### EXERCISE BRIEF
Among the lines below, output only those between the line holding "Target: textured rock surface" and the line holding "Target: hearse rear window", inclusive, exactly as written and with no pictures.

>>

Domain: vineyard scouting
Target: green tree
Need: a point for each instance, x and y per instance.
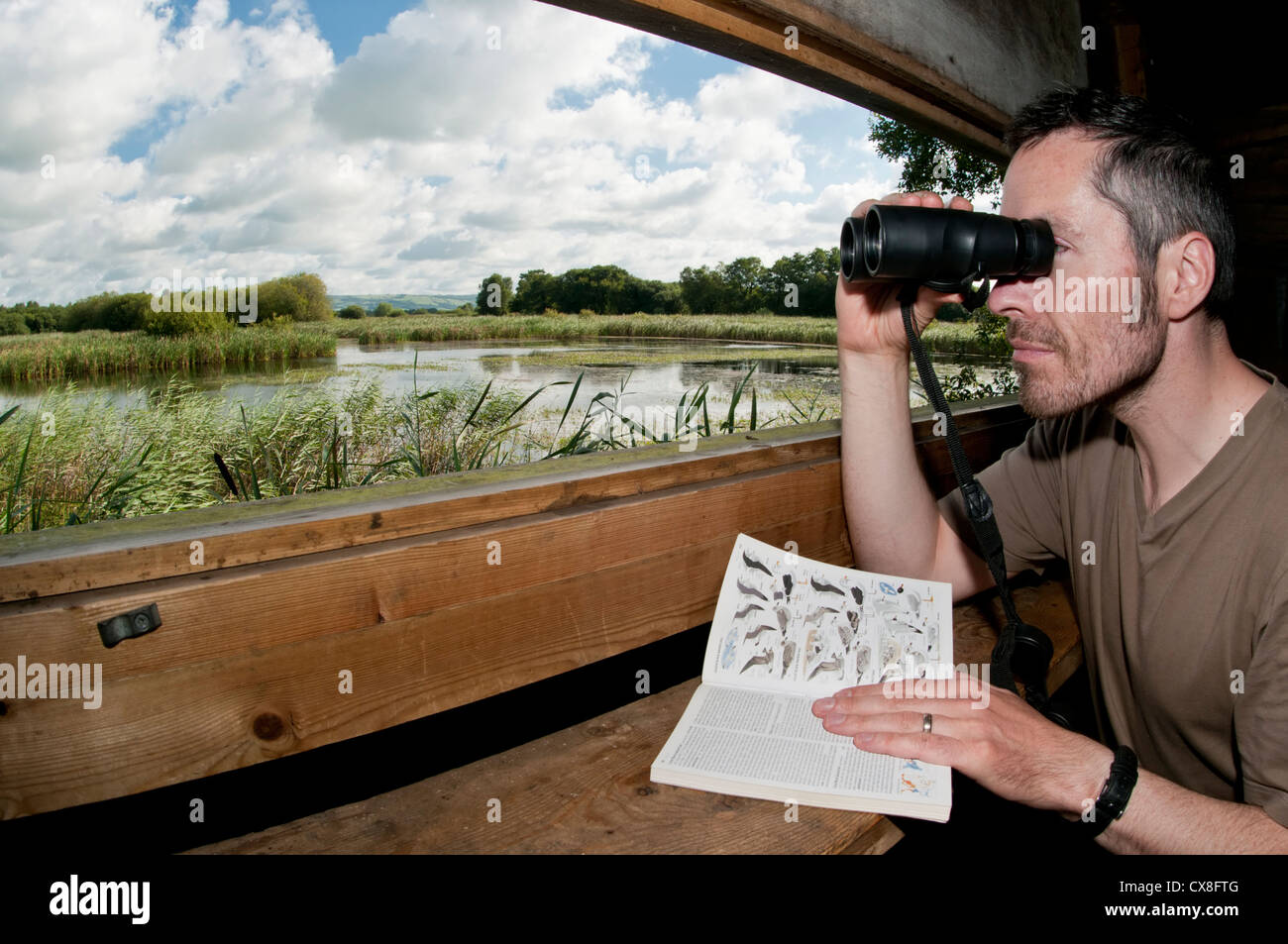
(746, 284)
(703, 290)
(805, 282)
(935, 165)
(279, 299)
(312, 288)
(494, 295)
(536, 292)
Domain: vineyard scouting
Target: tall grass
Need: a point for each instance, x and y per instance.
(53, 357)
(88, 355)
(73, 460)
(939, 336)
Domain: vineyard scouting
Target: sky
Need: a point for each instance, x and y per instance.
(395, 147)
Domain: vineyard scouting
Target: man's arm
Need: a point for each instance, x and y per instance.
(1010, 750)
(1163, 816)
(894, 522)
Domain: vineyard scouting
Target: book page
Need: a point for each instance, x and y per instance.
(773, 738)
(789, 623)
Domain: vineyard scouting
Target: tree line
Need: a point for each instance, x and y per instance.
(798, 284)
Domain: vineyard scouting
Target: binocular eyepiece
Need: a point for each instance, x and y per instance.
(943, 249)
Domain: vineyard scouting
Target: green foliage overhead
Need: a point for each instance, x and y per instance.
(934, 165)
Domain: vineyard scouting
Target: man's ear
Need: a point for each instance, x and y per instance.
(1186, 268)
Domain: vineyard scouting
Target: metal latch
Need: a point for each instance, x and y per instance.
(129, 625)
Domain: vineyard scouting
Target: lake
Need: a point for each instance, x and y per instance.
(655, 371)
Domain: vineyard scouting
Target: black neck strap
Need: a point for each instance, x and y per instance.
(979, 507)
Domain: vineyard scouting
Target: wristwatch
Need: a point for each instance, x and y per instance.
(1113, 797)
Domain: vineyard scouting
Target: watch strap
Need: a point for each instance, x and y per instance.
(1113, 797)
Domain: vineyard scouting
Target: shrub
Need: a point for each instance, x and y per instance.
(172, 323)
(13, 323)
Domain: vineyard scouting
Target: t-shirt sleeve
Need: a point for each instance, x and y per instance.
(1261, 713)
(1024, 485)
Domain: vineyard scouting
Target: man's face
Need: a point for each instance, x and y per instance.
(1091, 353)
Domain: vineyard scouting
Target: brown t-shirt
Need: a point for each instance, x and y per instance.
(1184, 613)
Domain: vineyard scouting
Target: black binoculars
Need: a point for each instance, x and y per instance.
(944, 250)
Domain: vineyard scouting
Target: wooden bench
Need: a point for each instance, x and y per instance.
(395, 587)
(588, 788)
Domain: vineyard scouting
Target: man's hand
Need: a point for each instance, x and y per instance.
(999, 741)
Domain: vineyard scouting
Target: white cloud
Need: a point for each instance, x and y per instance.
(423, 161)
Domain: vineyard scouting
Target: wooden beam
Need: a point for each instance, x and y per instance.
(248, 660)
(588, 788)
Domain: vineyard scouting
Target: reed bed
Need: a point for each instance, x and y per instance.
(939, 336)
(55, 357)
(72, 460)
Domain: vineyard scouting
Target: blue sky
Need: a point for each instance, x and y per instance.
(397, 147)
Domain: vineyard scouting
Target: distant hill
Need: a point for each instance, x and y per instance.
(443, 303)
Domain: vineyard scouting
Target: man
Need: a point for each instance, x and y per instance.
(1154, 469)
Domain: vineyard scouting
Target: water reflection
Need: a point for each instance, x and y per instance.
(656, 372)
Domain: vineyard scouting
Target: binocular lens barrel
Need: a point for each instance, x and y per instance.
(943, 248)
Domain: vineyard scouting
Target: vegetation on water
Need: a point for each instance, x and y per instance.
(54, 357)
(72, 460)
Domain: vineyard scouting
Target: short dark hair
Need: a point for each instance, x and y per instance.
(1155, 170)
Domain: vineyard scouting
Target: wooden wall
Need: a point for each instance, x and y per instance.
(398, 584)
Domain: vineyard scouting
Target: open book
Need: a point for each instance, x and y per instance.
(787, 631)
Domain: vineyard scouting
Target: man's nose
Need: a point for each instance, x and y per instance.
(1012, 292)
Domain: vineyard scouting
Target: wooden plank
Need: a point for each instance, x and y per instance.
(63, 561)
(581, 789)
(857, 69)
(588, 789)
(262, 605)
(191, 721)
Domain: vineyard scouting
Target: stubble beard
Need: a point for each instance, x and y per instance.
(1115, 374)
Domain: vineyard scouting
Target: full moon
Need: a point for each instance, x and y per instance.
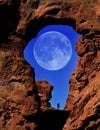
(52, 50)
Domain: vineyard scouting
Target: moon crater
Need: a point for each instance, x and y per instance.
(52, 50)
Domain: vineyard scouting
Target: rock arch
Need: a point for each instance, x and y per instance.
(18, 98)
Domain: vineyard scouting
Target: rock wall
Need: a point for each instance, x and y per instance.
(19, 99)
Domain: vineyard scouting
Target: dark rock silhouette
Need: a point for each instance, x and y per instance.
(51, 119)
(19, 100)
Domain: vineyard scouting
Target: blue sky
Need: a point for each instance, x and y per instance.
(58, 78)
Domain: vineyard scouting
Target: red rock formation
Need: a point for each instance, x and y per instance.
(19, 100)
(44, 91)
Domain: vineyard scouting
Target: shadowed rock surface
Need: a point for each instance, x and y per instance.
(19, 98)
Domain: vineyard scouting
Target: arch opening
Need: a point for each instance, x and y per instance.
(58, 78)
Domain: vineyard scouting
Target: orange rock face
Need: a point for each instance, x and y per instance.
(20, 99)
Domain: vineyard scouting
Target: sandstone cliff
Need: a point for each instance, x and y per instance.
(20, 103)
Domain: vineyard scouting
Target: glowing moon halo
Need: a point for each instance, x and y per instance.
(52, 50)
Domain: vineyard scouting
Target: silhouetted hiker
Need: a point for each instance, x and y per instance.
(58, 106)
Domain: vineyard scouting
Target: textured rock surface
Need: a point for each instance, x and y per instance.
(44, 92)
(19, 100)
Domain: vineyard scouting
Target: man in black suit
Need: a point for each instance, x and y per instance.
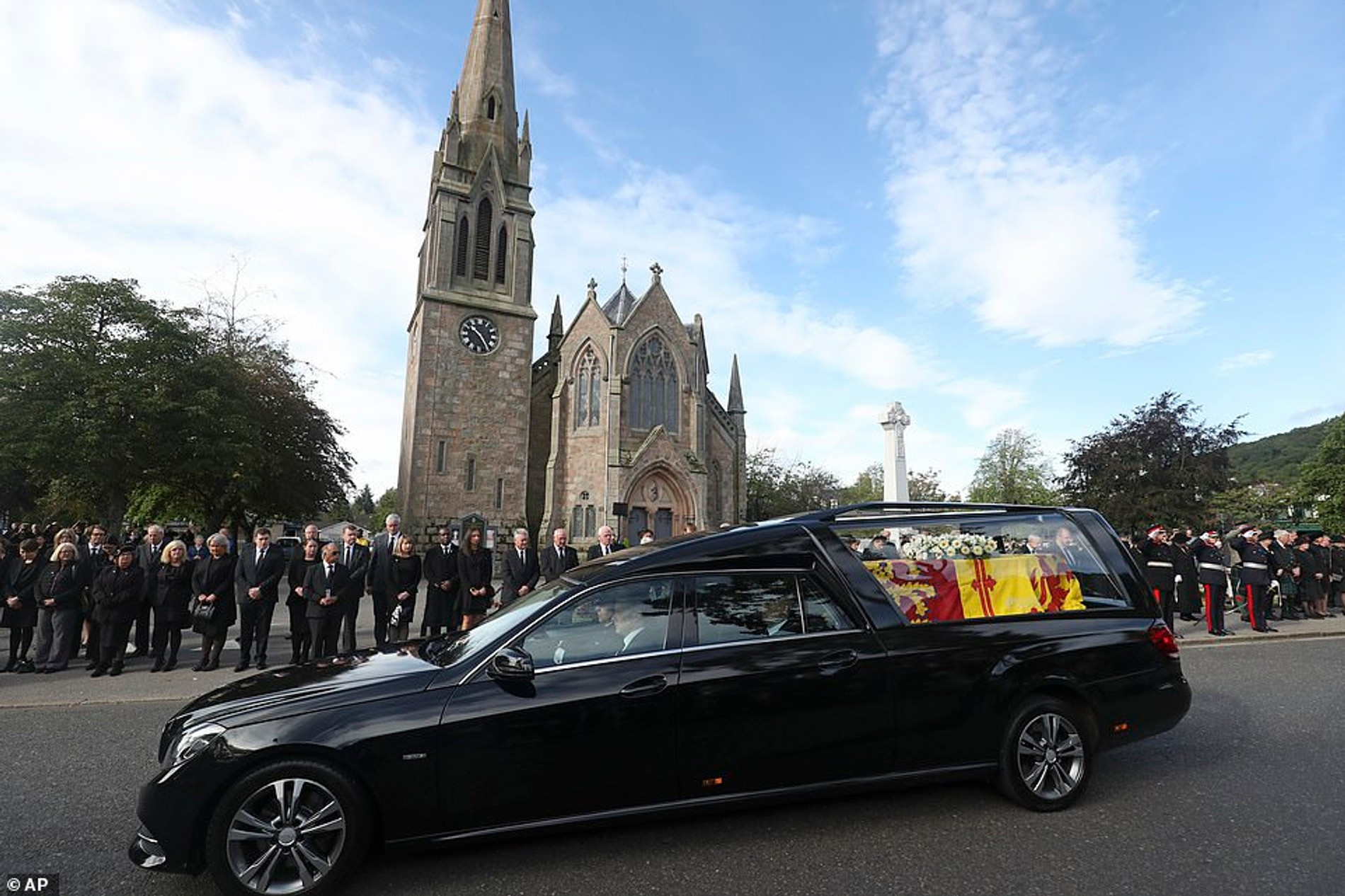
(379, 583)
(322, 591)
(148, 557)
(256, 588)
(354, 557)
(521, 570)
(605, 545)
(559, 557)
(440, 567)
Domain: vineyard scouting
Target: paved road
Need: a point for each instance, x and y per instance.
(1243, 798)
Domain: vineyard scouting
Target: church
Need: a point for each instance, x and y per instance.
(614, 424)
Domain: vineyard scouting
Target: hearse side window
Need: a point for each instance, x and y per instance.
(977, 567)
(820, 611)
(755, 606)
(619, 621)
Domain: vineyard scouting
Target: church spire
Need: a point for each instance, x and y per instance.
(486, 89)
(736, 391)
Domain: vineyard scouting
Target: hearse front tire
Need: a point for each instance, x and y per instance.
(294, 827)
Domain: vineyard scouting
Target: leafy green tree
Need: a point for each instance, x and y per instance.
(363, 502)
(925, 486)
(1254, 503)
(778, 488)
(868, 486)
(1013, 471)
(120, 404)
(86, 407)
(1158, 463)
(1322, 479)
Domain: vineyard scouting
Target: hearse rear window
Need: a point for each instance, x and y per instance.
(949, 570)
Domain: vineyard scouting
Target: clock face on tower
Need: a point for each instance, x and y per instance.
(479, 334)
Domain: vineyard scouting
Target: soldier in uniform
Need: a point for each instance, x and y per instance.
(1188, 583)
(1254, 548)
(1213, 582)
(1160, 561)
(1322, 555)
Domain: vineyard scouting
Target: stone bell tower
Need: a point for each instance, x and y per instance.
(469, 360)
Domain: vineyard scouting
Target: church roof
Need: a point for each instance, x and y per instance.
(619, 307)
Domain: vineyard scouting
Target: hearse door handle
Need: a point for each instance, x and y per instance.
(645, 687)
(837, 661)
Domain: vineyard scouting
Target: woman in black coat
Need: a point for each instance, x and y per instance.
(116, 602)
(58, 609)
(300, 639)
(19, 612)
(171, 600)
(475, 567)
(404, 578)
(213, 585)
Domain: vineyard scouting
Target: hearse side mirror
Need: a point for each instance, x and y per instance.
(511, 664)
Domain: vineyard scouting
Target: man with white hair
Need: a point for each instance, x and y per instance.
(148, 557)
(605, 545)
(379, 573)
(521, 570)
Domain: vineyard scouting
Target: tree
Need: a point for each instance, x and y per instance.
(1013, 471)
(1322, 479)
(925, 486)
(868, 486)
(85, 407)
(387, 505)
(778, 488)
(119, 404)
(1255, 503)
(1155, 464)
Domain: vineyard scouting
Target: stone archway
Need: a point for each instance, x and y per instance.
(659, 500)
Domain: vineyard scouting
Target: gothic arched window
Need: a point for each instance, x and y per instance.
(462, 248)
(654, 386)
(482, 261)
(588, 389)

<<

### ANSWER TO THIS PROBLEM
Target: textured rock surface
Need: a point for each instance, x and y per instance.
(44, 92)
(19, 100)
Domain: vineyard scouting
Target: man in black suit
Need: a point for each instance, x and y per instance.
(379, 583)
(322, 591)
(148, 557)
(256, 588)
(354, 557)
(521, 570)
(605, 545)
(559, 557)
(440, 567)
Domain: vineyard scouting
Target: paved road
Need: a point for each instance, x and y per instance.
(1243, 798)
Domain: vineyard scouting
Target: church
Need: a point for each instance, x and y per instance.
(614, 424)
Domain: vineyard scouting
Target: hearse side window
Need: a point for each instance, x and y per instance.
(977, 567)
(820, 611)
(755, 606)
(619, 621)
Domain: vineyard scouting
Target: church spire
Need: a point for each instance, x and y per instance.
(486, 89)
(736, 391)
Domain: vineyard scouting
Target: hearse front tire
Need: a point for each instance, x and y per instance.
(294, 827)
Domain: vineyard scouting
Target: leafy green tree
Need: a point for each instance, x and y per instance.
(363, 502)
(925, 486)
(1254, 503)
(778, 488)
(868, 486)
(1013, 471)
(120, 404)
(86, 407)
(1158, 463)
(1322, 479)
Domain: vineyard scouting
Target: hearse rear window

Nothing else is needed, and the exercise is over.